■ Task instructions:
Please print exactly the lines running from the one that contains "Would you be so kind as to point out the iron" to the end of the data, with both lines included.

[Begin Given records]

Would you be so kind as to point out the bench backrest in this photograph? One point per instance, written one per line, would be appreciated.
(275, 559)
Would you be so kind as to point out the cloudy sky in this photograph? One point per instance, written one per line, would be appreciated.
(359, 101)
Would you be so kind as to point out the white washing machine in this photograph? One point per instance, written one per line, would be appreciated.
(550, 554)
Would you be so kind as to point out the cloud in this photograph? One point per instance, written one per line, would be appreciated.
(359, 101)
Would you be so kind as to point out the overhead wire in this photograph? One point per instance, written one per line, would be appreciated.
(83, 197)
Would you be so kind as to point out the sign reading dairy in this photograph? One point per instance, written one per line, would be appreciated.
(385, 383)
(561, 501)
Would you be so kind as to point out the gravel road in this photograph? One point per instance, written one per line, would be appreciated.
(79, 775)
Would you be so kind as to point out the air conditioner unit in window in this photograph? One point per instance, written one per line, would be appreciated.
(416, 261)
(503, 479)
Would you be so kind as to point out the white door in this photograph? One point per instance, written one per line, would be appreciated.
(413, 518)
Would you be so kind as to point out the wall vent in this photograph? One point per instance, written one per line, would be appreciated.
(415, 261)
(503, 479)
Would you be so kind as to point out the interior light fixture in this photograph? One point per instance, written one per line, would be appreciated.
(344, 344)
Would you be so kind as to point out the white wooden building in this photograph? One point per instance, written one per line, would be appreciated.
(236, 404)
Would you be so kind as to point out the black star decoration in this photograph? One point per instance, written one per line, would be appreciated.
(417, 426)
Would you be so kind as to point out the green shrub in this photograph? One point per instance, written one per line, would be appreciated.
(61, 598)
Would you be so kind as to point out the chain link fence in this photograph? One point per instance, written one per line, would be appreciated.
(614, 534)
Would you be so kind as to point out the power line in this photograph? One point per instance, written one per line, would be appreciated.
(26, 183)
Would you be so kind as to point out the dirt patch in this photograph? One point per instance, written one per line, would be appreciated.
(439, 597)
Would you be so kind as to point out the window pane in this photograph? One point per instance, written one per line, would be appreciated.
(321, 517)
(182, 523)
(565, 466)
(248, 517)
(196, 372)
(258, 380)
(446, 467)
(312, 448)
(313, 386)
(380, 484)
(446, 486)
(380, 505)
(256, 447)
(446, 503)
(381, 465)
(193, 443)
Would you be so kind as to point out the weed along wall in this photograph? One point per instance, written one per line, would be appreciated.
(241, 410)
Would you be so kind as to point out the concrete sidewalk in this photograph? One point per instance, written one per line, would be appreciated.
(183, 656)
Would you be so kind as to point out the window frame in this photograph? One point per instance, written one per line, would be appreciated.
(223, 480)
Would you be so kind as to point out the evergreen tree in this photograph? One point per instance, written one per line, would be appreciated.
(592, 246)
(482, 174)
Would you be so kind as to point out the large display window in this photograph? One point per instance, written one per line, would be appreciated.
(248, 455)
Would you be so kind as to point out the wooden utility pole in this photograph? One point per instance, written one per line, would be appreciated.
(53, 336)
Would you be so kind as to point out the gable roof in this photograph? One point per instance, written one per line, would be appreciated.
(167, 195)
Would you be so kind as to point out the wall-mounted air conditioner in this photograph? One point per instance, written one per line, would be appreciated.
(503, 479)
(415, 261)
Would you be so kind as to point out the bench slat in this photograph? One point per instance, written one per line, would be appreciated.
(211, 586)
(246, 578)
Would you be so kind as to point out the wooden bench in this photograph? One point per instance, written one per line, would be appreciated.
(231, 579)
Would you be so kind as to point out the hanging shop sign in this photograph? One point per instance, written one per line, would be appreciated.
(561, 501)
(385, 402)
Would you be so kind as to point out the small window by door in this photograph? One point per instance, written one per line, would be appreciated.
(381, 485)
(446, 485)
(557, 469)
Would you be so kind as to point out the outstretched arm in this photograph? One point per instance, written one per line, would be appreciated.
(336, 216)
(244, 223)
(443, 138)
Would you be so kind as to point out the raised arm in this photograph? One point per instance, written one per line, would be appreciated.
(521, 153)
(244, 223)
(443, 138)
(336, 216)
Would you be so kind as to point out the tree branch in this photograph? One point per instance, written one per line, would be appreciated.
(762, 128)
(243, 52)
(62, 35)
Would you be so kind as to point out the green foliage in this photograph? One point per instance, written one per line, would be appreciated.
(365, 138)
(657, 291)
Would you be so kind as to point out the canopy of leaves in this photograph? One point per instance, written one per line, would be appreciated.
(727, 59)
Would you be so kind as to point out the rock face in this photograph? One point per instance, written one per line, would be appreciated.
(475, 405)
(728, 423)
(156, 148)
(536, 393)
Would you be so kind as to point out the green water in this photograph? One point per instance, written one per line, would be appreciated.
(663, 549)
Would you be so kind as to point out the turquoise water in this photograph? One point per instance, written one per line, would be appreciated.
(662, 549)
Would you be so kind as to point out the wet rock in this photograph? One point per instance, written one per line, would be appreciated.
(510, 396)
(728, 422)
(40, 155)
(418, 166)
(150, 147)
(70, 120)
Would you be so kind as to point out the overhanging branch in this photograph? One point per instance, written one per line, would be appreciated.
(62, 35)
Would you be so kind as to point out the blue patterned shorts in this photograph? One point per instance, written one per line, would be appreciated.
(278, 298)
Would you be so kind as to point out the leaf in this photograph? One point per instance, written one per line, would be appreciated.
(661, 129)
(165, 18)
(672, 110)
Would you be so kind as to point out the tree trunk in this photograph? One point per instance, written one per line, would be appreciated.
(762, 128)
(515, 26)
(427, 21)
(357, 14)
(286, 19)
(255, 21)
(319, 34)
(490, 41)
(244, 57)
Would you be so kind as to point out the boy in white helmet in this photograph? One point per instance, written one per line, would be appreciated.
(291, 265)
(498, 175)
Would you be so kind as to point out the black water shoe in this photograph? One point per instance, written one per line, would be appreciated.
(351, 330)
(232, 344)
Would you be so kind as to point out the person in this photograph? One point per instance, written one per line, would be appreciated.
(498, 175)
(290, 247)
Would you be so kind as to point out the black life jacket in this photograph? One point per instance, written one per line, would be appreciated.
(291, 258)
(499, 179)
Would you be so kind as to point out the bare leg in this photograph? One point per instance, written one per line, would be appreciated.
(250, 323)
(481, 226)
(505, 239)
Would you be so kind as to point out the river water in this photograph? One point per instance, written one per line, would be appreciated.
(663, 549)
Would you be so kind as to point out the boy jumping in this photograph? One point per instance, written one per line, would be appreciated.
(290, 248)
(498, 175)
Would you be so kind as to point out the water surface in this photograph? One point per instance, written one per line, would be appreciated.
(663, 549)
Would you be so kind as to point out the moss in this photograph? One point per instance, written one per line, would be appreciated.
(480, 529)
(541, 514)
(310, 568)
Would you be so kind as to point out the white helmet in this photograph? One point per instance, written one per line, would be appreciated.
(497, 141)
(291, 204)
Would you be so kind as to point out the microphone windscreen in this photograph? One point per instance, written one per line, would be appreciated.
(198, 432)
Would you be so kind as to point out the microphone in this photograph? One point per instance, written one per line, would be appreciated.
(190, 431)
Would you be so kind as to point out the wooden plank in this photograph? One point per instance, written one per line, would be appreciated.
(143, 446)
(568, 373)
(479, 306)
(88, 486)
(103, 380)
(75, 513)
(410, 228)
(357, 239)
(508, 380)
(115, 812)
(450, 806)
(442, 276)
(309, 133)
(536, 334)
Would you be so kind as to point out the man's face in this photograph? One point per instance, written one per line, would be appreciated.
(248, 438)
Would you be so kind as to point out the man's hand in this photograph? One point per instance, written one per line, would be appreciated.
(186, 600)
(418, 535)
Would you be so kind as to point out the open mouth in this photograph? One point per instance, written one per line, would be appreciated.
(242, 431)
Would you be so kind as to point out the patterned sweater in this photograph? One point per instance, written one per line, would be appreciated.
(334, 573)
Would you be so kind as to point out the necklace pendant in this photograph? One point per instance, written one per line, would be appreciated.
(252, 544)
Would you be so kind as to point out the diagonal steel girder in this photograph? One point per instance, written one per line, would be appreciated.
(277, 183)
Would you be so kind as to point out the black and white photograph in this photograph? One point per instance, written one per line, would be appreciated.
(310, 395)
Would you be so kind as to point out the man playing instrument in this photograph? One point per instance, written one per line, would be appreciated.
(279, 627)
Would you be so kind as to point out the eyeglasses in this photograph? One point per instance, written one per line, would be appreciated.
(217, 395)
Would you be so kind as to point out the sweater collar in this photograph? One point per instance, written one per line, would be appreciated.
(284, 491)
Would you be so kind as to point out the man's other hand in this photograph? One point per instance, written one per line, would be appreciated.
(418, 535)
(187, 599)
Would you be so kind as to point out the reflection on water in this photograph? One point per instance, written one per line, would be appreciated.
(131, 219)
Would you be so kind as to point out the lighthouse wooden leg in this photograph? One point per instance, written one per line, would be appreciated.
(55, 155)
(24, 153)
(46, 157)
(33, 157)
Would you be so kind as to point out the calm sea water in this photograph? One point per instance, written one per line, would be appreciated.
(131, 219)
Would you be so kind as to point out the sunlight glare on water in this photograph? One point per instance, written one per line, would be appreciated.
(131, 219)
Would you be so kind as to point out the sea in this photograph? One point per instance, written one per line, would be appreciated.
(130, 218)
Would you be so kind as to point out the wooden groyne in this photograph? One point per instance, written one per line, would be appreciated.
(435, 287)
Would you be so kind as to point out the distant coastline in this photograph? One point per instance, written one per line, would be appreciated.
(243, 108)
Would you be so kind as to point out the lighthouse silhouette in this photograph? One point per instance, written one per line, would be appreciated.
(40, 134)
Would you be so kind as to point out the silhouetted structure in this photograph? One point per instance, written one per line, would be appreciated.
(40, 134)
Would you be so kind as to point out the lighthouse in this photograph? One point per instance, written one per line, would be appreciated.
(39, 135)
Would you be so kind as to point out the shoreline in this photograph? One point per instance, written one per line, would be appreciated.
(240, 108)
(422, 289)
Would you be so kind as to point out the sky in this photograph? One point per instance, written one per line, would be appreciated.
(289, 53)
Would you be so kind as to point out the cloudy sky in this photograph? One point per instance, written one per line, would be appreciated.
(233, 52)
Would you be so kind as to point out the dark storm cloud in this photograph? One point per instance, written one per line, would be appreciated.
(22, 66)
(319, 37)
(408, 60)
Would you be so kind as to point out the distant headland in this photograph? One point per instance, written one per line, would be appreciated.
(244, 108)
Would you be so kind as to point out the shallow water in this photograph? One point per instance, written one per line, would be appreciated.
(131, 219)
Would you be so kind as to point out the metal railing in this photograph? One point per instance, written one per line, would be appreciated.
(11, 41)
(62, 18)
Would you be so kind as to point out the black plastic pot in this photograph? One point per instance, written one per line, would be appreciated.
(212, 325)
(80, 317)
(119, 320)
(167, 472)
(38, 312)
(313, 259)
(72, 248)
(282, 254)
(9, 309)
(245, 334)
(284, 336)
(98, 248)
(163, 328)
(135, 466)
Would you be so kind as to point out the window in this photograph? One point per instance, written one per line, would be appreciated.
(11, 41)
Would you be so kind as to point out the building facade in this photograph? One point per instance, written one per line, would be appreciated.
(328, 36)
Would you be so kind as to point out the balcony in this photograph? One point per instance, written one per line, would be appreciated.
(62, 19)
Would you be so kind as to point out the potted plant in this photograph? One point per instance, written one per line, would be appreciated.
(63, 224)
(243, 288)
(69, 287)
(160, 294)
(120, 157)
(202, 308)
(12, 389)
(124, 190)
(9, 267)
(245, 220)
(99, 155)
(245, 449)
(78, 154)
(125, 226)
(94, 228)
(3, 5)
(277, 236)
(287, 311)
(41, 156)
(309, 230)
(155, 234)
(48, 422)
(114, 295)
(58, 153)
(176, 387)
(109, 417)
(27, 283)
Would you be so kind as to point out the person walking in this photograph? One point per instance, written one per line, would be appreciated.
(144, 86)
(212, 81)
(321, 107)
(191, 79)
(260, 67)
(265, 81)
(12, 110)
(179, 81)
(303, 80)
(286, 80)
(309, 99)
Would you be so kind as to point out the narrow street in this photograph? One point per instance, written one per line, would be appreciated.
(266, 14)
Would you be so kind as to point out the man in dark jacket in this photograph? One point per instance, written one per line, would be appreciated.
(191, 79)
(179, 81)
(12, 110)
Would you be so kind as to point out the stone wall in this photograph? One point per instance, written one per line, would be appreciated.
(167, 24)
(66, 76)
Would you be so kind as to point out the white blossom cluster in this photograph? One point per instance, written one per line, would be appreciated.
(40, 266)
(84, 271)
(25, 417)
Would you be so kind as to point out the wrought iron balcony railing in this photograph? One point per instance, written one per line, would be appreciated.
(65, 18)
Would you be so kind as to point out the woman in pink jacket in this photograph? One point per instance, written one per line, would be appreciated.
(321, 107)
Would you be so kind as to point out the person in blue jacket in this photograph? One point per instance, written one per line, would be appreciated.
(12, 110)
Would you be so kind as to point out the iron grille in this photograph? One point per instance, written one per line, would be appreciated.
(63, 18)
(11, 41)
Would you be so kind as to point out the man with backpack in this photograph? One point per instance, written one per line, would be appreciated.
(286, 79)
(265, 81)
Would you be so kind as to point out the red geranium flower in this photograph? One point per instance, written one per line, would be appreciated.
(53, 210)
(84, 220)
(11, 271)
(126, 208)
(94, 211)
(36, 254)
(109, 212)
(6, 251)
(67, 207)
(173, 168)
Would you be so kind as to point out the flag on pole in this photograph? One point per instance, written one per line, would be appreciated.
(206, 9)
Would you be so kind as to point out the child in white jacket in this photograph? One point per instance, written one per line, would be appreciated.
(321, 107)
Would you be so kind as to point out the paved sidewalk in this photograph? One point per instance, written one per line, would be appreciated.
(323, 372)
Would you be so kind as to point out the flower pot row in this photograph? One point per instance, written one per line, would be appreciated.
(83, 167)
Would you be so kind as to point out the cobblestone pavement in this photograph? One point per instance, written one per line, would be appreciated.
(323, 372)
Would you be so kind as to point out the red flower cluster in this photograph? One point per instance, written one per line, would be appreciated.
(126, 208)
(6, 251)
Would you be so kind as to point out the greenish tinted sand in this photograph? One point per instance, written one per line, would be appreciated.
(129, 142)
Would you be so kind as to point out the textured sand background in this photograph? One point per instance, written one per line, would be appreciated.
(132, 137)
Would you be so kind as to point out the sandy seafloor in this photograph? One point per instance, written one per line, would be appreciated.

[End Given records]

■ Result below:
Would you be so kind as to point out the iron grille in this photograph? One point per instance, written one per line, would be appreciated.
(63, 18)
(11, 41)
Would you be so kind as to point out the man with backpack in this photograph? One point per instance, written one per line, would be appreciated.
(286, 79)
(265, 81)
Would you be so kind as to point out the red geranium flower in this photograph? One point per instance, written one per line, would be appreciated.
(53, 210)
(84, 220)
(11, 271)
(126, 208)
(94, 211)
(36, 254)
(109, 212)
(6, 251)
(67, 207)
(173, 168)
Would you be so kind as to point out the flag on pole in this photograph? One point per instance, written one per line, would be appreciated.
(206, 9)
Would you be so kind as to point out the child in white jacket in this photograph? One point per instance, written one per line, would be appreciated.
(321, 107)
Would you be so kind as to point out the paved sidewalk in this photograph? One point per instance, written one per line, would be appreciated.
(323, 372)
Would you be so kind as to point out the flower pot row in this photograph? One point per instance, written one per line, would be appreciated.
(83, 167)
Would you be so kind as to point out the cobblestone pavement in this photograph? One point per instance, written one per line, would be appreciated.
(323, 372)
Would you be so kind as to point out the red flower cluster in this photograph? One point per instance, written one per line, would be appreciated.
(126, 208)
(6, 251)
Would you be so kind as to point out the greenish tinted sand in this photograph? One point per instance, written one per line, would be appreciated.
(129, 142)
Would you be so kind as to point out the textured sand background in this photograph? One point per instance, written one per line, would be appreciated.
(132, 137)
Would you be so kind as to point out the sandy seafloor in this photograph? One point per instance, written one per line, would be appreciated.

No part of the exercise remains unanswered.